[Collected data]
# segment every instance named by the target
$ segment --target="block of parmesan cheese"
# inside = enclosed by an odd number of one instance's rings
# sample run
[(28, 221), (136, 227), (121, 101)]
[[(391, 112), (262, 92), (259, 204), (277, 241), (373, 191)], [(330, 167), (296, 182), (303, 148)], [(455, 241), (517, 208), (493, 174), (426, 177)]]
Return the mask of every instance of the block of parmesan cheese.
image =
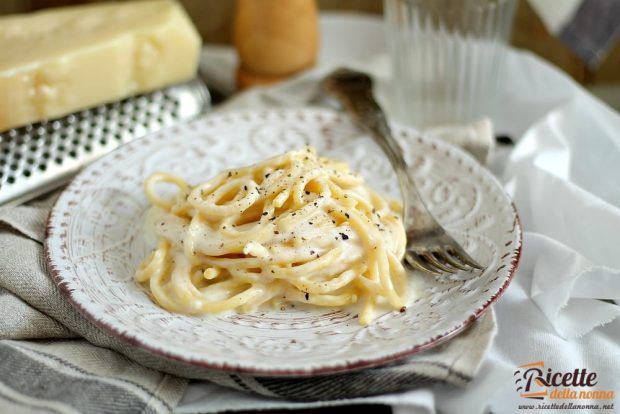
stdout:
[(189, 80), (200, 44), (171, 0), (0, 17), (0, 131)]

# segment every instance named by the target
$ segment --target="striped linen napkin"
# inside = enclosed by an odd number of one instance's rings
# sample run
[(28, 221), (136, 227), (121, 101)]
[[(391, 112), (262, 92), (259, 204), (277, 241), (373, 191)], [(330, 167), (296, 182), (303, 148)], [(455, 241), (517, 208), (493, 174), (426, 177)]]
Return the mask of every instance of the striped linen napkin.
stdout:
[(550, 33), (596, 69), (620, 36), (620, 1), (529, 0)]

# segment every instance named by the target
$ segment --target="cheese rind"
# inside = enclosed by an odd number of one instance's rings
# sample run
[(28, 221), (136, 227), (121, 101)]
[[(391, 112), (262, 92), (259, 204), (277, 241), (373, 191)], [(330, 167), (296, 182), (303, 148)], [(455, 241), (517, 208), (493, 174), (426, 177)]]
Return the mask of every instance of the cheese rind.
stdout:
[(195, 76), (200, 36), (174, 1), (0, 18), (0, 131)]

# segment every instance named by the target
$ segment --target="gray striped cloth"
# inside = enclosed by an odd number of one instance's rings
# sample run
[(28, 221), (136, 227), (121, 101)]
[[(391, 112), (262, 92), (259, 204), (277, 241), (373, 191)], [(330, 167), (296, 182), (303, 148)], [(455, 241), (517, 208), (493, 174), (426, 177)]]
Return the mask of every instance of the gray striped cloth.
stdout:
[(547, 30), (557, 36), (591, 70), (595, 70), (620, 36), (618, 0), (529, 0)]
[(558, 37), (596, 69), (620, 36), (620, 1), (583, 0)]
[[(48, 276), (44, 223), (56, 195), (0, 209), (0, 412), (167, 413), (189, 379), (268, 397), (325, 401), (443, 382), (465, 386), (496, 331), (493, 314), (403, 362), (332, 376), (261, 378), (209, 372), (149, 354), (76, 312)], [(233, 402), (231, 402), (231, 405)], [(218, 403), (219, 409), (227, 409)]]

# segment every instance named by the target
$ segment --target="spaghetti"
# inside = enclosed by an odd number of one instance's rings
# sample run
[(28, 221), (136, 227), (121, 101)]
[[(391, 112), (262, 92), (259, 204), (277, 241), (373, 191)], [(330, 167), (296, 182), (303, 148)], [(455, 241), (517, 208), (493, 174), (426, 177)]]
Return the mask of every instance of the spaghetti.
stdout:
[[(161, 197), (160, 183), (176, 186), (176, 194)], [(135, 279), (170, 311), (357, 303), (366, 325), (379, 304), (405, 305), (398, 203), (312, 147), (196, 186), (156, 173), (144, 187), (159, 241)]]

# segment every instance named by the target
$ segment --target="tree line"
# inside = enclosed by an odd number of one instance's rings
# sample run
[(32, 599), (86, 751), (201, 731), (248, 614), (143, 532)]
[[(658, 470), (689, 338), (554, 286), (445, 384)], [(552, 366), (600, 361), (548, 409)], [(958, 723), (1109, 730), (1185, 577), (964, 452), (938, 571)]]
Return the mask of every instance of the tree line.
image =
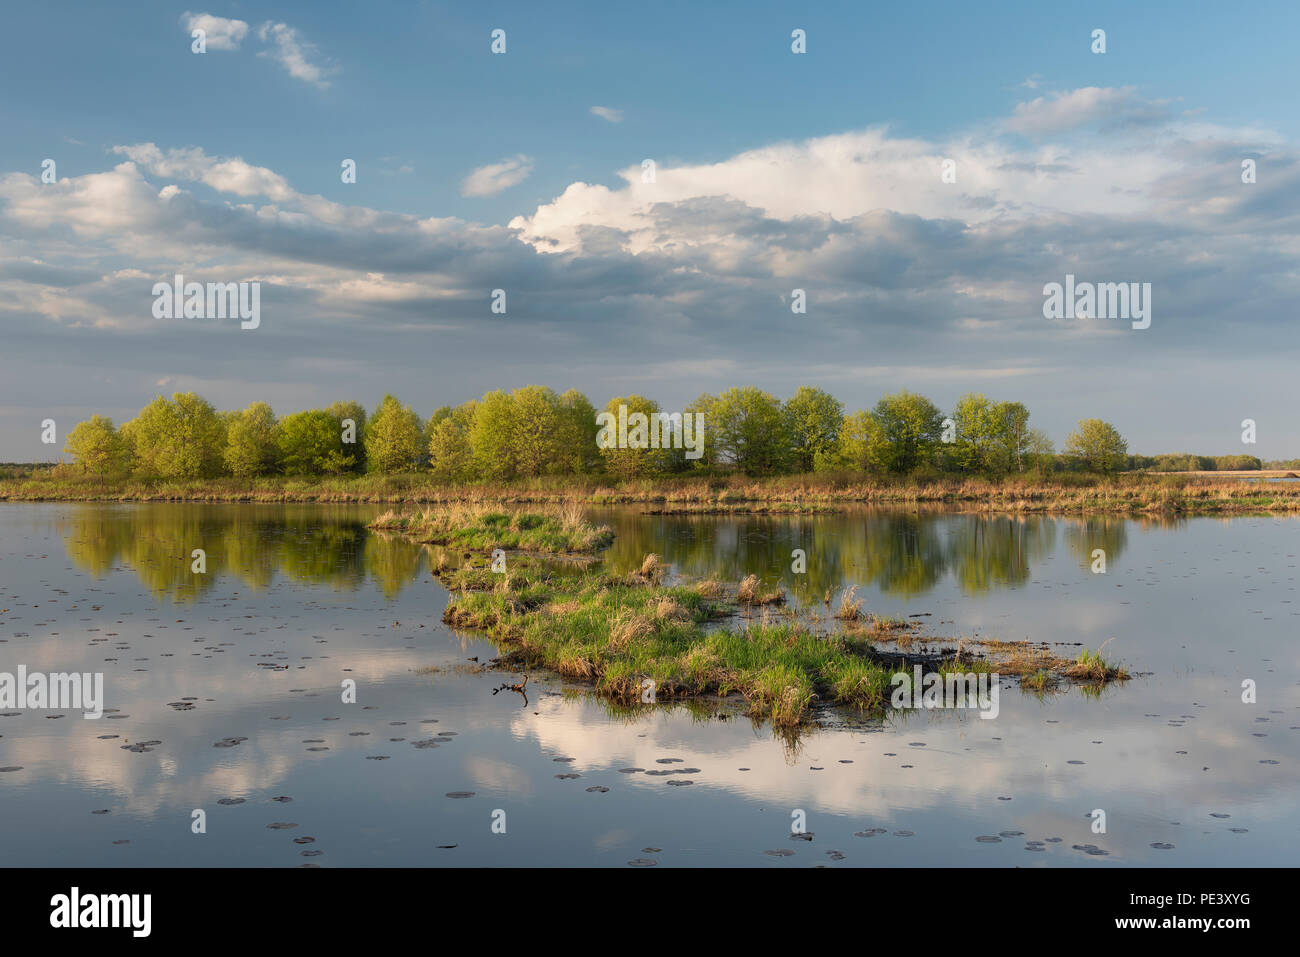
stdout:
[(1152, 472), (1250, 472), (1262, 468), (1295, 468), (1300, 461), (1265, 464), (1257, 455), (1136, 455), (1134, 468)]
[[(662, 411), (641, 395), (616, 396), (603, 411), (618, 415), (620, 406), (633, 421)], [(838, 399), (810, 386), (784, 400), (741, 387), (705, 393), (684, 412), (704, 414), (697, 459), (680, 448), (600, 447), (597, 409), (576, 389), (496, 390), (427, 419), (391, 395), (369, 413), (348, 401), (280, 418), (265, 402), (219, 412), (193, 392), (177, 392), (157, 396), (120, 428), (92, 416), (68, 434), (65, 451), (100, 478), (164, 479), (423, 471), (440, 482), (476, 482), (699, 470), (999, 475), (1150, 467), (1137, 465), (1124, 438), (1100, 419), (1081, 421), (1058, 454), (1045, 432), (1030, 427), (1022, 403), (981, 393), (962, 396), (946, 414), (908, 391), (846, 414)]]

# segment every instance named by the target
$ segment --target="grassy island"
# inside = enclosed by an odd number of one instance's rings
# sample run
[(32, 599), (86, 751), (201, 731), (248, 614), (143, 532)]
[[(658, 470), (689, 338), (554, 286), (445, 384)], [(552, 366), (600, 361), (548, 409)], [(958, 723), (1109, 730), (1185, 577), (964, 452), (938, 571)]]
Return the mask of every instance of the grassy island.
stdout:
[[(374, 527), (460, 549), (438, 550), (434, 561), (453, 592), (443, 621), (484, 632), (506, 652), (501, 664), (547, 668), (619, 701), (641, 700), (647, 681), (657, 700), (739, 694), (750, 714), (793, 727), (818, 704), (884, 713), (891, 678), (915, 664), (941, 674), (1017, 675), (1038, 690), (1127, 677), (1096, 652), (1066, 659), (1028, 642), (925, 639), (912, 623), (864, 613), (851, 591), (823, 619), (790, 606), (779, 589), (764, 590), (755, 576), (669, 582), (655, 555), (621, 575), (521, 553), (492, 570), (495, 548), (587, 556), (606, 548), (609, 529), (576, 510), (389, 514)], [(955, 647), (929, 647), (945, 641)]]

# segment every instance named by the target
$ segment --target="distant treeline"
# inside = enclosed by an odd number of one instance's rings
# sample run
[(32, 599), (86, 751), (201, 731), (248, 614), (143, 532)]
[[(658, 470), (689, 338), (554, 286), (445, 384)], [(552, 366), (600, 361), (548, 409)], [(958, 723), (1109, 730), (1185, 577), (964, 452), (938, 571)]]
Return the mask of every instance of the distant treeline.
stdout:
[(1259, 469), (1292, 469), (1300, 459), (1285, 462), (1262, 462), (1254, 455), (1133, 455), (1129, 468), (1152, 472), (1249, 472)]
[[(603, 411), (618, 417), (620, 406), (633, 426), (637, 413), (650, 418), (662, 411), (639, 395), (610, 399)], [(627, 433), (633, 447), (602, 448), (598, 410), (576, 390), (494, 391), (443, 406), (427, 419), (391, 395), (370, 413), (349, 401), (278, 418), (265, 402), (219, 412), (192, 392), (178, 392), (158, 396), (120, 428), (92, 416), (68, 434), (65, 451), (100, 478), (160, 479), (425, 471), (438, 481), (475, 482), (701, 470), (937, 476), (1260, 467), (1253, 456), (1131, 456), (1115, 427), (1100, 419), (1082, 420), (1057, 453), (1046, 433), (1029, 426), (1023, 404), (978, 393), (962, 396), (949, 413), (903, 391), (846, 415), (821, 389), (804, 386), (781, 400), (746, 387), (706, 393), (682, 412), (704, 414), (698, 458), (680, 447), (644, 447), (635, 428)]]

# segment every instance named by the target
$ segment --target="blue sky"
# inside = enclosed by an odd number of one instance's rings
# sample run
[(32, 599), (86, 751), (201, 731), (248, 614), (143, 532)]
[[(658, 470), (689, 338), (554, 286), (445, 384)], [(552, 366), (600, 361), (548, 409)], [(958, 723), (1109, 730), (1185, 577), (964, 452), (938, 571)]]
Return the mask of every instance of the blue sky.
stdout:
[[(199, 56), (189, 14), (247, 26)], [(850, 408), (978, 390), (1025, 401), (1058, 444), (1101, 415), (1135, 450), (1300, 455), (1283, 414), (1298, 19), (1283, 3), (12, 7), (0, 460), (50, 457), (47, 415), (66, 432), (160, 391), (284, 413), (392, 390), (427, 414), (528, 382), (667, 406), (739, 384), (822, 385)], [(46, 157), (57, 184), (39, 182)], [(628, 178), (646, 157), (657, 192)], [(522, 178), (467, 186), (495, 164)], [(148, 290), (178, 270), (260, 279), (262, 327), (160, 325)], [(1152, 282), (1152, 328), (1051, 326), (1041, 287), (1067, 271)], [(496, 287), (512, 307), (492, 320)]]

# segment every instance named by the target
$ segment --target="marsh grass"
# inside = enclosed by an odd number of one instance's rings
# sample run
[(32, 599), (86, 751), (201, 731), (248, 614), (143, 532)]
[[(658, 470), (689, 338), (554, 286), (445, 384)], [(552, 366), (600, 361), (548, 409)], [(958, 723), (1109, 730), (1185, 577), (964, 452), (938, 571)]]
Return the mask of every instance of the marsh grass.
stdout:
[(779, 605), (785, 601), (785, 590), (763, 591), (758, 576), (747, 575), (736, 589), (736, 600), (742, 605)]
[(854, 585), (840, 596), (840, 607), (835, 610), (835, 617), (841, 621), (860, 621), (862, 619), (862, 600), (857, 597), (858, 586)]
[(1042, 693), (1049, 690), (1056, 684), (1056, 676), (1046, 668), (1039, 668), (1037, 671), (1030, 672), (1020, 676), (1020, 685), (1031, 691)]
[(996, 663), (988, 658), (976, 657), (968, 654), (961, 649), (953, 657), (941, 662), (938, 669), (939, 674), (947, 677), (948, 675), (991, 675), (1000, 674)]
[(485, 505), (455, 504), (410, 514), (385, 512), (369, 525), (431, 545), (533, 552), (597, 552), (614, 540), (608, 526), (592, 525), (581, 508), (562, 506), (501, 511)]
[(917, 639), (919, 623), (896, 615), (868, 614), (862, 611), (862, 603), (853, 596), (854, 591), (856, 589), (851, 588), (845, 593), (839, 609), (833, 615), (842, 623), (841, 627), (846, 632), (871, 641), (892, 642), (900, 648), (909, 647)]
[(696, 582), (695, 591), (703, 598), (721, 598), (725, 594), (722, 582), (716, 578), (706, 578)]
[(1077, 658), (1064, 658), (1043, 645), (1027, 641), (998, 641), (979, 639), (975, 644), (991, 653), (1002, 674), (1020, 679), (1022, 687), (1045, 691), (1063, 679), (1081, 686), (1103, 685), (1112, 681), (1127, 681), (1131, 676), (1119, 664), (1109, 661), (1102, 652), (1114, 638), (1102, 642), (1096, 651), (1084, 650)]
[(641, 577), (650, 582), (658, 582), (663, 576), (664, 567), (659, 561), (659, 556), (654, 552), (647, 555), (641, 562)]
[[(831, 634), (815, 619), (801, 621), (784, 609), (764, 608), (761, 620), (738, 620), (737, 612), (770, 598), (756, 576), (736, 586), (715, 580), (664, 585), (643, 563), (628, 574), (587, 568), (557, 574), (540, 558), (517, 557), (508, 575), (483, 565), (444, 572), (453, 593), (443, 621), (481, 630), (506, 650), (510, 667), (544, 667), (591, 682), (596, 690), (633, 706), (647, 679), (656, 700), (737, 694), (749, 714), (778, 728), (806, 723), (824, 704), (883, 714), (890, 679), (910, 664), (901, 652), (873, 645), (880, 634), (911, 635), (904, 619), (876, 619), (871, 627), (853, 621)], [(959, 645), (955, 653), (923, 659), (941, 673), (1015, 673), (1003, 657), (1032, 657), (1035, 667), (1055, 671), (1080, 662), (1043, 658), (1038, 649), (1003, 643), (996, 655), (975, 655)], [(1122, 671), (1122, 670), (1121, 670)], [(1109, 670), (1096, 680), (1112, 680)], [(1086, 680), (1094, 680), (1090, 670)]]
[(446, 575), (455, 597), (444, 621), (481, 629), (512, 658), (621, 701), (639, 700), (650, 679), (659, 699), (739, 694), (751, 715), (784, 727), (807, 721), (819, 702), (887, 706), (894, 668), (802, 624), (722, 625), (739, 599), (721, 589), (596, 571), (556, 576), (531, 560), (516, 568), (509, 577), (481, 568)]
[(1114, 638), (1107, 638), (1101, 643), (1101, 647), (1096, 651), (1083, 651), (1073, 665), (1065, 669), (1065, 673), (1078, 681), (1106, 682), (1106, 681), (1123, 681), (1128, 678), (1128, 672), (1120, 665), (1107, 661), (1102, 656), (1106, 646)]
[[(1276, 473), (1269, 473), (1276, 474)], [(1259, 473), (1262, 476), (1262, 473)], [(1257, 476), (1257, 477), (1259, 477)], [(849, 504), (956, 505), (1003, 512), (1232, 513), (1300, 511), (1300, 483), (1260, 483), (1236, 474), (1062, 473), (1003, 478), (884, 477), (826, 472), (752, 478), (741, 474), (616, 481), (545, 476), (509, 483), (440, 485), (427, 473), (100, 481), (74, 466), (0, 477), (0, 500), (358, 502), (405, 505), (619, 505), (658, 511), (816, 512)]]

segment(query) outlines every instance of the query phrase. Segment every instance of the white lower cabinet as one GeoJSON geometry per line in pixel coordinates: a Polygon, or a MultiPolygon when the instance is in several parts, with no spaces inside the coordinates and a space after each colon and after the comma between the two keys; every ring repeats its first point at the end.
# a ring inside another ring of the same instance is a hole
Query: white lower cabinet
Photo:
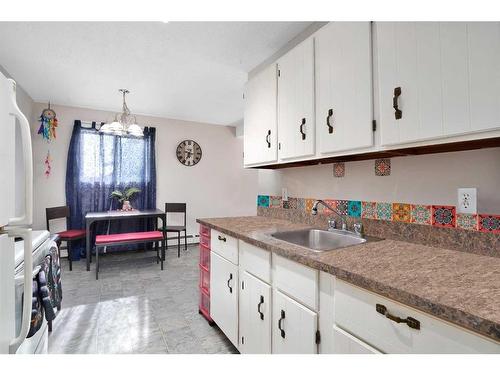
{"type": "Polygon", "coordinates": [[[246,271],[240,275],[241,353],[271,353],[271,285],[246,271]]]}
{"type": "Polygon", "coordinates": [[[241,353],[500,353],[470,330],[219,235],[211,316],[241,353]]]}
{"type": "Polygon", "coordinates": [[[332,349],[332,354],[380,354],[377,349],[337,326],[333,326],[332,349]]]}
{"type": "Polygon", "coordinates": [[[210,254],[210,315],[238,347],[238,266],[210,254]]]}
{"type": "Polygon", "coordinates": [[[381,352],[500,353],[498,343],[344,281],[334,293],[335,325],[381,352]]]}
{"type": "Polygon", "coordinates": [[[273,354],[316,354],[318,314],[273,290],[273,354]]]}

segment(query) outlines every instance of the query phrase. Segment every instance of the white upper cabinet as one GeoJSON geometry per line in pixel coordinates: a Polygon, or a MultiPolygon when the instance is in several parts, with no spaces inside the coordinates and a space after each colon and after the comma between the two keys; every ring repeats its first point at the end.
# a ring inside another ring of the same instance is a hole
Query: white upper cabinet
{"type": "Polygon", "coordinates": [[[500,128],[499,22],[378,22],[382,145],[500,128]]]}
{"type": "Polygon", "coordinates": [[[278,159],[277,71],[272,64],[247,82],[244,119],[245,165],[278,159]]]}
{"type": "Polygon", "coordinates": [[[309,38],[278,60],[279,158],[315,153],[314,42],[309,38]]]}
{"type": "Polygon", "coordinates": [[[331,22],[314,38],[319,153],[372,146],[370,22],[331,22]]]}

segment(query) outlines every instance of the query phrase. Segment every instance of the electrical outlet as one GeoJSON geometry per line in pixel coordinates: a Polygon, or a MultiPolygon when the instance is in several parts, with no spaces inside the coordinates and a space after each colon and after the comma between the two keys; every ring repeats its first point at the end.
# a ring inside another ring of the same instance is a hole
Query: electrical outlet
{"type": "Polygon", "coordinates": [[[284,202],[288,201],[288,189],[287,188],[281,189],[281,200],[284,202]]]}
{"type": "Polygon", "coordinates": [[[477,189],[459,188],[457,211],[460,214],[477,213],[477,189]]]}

Problem description: Copy each line of the entries that includes the word "parmesan".

Solution:
$ segment --target="block of parmesan cheese"
Return the mask of every instance of the block of parmesan cheese.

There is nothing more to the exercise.